- **AIM**:
All of the material should be reproduced exactly, with pictures left out.

- **RECORDS FOR PROCESSING**:
______________________________
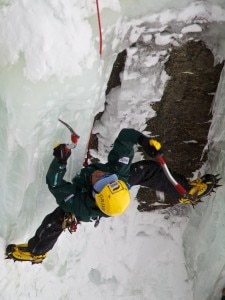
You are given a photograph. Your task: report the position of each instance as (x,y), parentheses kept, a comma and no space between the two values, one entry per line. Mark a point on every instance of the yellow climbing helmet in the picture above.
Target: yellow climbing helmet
(114,198)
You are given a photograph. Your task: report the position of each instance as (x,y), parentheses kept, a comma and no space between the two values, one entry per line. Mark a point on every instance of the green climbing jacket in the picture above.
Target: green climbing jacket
(76,197)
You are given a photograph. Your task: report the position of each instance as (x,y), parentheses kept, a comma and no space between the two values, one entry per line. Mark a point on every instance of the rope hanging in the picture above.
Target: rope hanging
(99,28)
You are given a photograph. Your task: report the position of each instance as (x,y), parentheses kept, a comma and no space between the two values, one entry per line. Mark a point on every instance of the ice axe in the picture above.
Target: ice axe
(74,136)
(181,190)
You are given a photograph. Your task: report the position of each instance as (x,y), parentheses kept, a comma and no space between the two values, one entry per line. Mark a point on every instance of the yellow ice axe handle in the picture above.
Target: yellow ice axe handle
(155,144)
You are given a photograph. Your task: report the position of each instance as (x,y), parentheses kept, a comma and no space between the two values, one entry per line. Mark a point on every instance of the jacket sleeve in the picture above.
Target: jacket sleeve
(62,190)
(122,153)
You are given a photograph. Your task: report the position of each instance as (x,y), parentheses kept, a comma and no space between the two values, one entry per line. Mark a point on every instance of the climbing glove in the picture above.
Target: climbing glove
______________________________
- **WRITTEN SOLUTION**:
You are given a photograph. Your task: report the position of each instance as (x,y), parentheses kept, a comma and no space between the two values, one entry per line. Mark a point on every instance of the yellow climbing helmet in the picture above.
Target: yellow climbing helmet
(114,198)
You are given a photograph. Your task: report the position of each instance as (x,y), parentheses kept, a comma and no space between the two values, one entry per line. Mark a point on every instance of the green climbing jacket in the picture above.
Target: green climbing jacket
(76,197)
You are given a photograph. Your task: report the position of each instance as (x,y), parentheses kept, a comma and no space between the two values, one entry per line. Mark a point on every instance of the rope hanging in the picture above.
Target: rope hanging
(99,28)
You are given a photograph. Your task: report the position of each instance as (x,y), parentheses kept, a comma and no space between the two values, one entry per line. Mark a point on every instance of the ice axe in the picture above.
Target: ice axe
(74,136)
(181,190)
You are given a photograph. Your task: report the position of each instance as (x,y), parentheses kept, a comma and no space between the two values, one entry per line. Mark a point on every instance of the yellow ice axe handle in the picture above.
Target: yellow ice axe handle
(155,144)
You are given a photograph. Your task: report the position of each instance as (x,y), parentheses kept, a comma and no space between the two values, one entry per line. Mark a point on every instance of the jacket sleeve in the picture above.
Target: jacket sleeve
(62,190)
(122,153)
You are given a photograph. Your task: report the position of each instance as (x,y), parentheses kept, a comma and no space between the two values, one entry per line. Mark a point on every instance of the climbing glove in the picture above.
Target: climbing glove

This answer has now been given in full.